• [Excerpt to read]:
○ ○ ○ ○ ○ ○ ○

Ninnindale () is an 2014 Indian Kannada-language romantic comedy drama film directed by Jayanth C. Paranjee, a popular Telugu cinema film director making his debut in Kannada cinema. The film stars Puneeth Rajkumar and Erica Fernandes.

The film is produced by Vijay Kirgandur under the banner of Hombale Films. The soundtrack and original score is composed by Mani Sharma and the cinematography is by P.G.Vindha.  The film's title is inspired by the track called "Ninnindale" from Puneeth Rajkumar's earlier venture, Milana.

Plot
Vicky Venkatesh is from a rich Indian family based in New York. He is an adventurous person and is having fun with his friends like a perfect youth would do. Pramila is new to New York. She gets humiliated at an interview being an Indian. She gets cheered up by Vicky and his friends. She also becomes their squad member and each of them motivates the other.Pramila and Vicky goes trecking and sky diving together. When their adventure ended, Vicky embraced Pramila and the photos were published in local magazines. Pramila felt a strange bond towards Vicky.

○ ○ ○ ○ ○ ○ ○

• [Collected data]:
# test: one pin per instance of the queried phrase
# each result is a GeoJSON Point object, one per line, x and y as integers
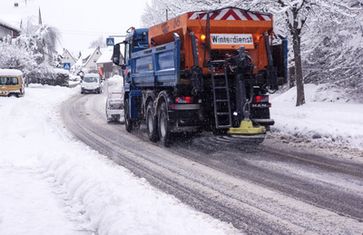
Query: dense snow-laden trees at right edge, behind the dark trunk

○ ○ ○ ○ ○ ○ ○

• [Work task A]:
Duplicate the passage of the Ninnindale article between "Ninnindale () is" and "earlier venture, Milana.", inclusive.
• [Work task B]:
For each statement, say whether it agrees with the Ninnindale article, answering yes or no and quoting the words of the article that decide it.
(i) Mani Sharma composed the film's music.
(ii) Ninnindale was Jayanth C. Paranjee's first film in Kannada.
(iii) Pramila has lived in New York for a long time.
• [Work task C]:
Answer these questions from the Ninnindale article.
(i) Under which banner was the film produced?
(ii) Which earlier film contains the track that inspired the title?
(iii) Where were the photos of Vicky embracing Pramila published?

• [Output A]:
Ninnindale () is an 2014 Indian Kannada-language romantic comedy drama film directed by Jayanth C. Paranjee, a popular Telugu cinema film director making his debut in Kannada cinema. The film stars Puneeth Rajkumar and Erica Fernandes.

The film is produced by Vijay Kirgandur under the banner of Hombale Films. The soundtrack and original score is composed by Mani Sharma and the cinematography is by P.G.Vindha.  The film's title is inspired by the track called "Ninnindale" from Puneeth Rajkumar's earlier venture, Milana.

• [Output B]:
(i) Yes: "The soundtrack and original score is composed by Mani Sharma"
(ii) Yes: "making his debut in Kannada cinema"
(iii) No: "Pramila is new to New York."

• [Output C]:
(i) Hombale Films
(ii) Milana
(iii) In local magazines